* [Textauszug]:

+ + + +

Drunken Corpse schrieb:


> was er fragt? mit was ich starten will, kann dann noch tab drücken, aber bracuh ich ja nich weil immer nur noch win7 drauf is.



Siehste, das kapier ich nicht. Ich kann mich nicht erinnern jemals gefragt worden zu sein. Ich kenne nur das Menü, ob der jetzt da durch jagd ohne zu warten oder einen veralteten Eintrag nimmt, der ins Leere führt und der Rechner dann erzählt, das er keinen Loader findet usw. Den üblichen Murks eben ... am Ende alles nur Einstellungssache.
Gut - eine Frage kenne ich, die eben immmer kommt, wenn ich eine Sicherung des Systems wieder aufspiele, die aus einem laufenden Windows heraus gemacht wurde oder nachdem er sich weg gehängt hat, weil ich wieder brutalste Hardware- und Treiberexperimente gemacht habe: "Windows wurde nicht ordnungsgemäß ..." etc. 



> könnte es sein das sich da irgendwas reingeschrieben hat und somit mein windows nicht mehr automatisch starten kann?! das faktisch noch irgendwo versteckt ein "kleines OS" verborgen ist was nicht angezeigt wird und auswirkung auf den start hat?
> ==> glaube ich aber eher weniger^^



Glaube ich fast doch. Er startet ja in irgendwas hinein... ins Nirvana. Anscheinend denkt zumindest das Startmenü, dass da irgendwo noch was ist. Sollte aber eigentlich keine Rolle spielen, wenn der Automatikstart auf dein reguläres Win 7 deutet. Das hast du ja auch brav eingestellt. Und klappt trotzdem nicht, wenn du die Kiste ohne manuellen Eingriff durchstarten lässt.

Dann musst du mal in EasyBCD nach _View Settings _gehen und dort_ Detailed (Debug Mode)_ aktivieren. Da wird irgendwo der Wurm begraben sein. Der Bootmanager ist verwirrt.
Da müsste eine Tabelle mit Namen _Windows Bootmanager _und eine mit_ Windows Boot Loader_ sein. Wenn da noch eine dritte Tabelle rumschwirrt (ist bei mir so, für mein XP), ist da schon was faul.

+ + + +

* [Bereitgestellte Daten]:

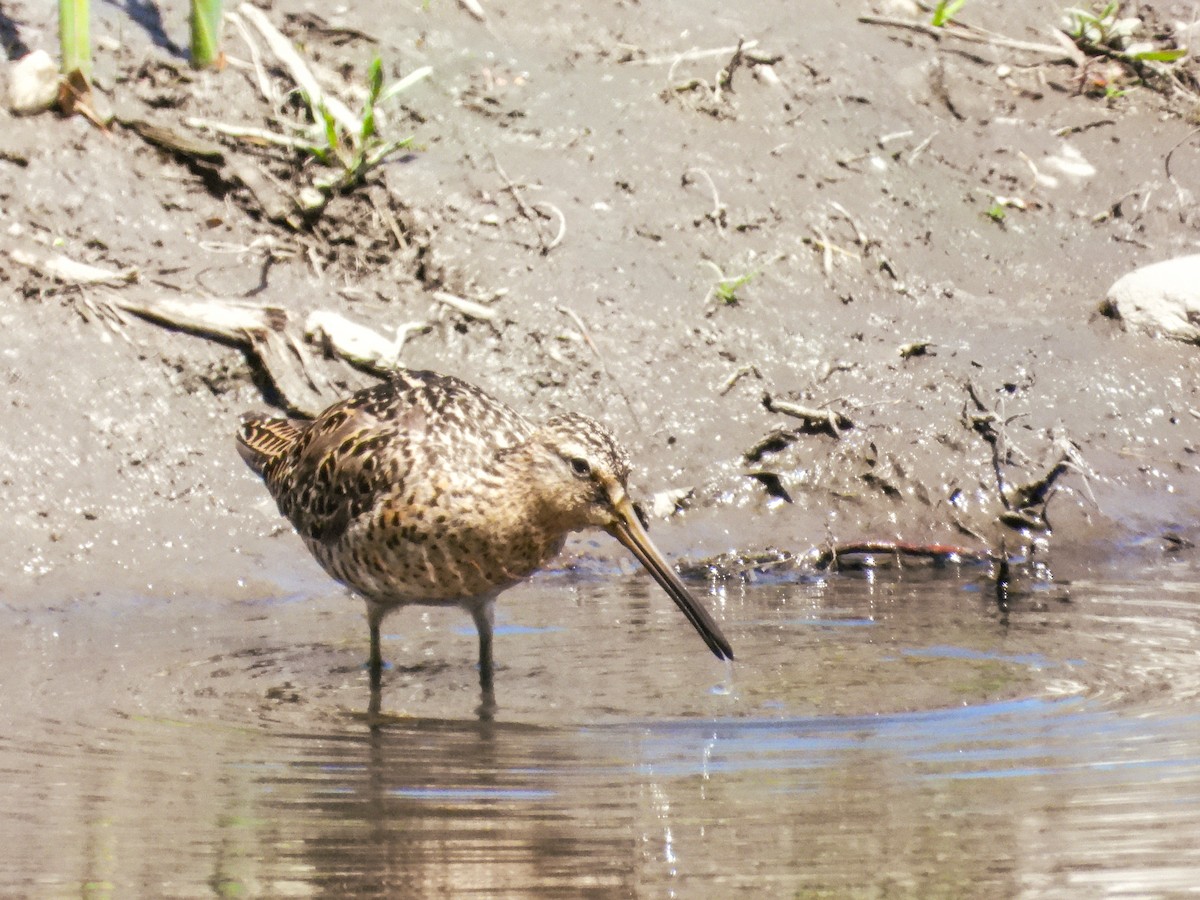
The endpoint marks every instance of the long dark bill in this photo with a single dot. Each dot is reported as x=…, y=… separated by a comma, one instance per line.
x=630, y=533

+ + + +

* [Arbeitsaufträge]:
1 - Welche Option soll man laut dem Auszug zum Windows-Start in EasyBCD unter „View Settings“ aktivieren?
2 - Schreibe den Auszug zum Windows-Start im Anschluss an seinen letzten Satz weiter.
Die Daten werden für die Bearbeitung nicht benötigt.

* [Lösungen]:
1 - Detailed (Debug Mode)

2 -
Wenn keine da ist, auch gut. 
Dann stimmt irgendwas mit den Einträgen in den spitzen Klammern nicht.
Bei _default_ (im Bootmanager) sollte der Identifier des Boot Loaders stehen.
Das ist der Eintrag, der gestartet wird, wenn du keinen Finger rührst, wenn du das so eingestellt hast.
_resumeobject_ im Manager sollte dem des Loaders entsprechen. In _displayorder_ kann ja nur der identifier des Loaders stehen, wenn du sonst keinen Menüeintrag hast.


----------



## Drunken Corpse (26. März 2011)

*AW: Babylon, keine deinstallation möglich*

-.-, die schlüssel stimmen alle überein; ha auch blos 2 tabellen, die des loaders und die des managers.

mfg.: DC


----------



## OctoCore (26. März 2011)

*AW: Babylon, keine deinstallation möglich*

Wie war das, hast du schon eine Reparatur mittels win7-DVD versucht?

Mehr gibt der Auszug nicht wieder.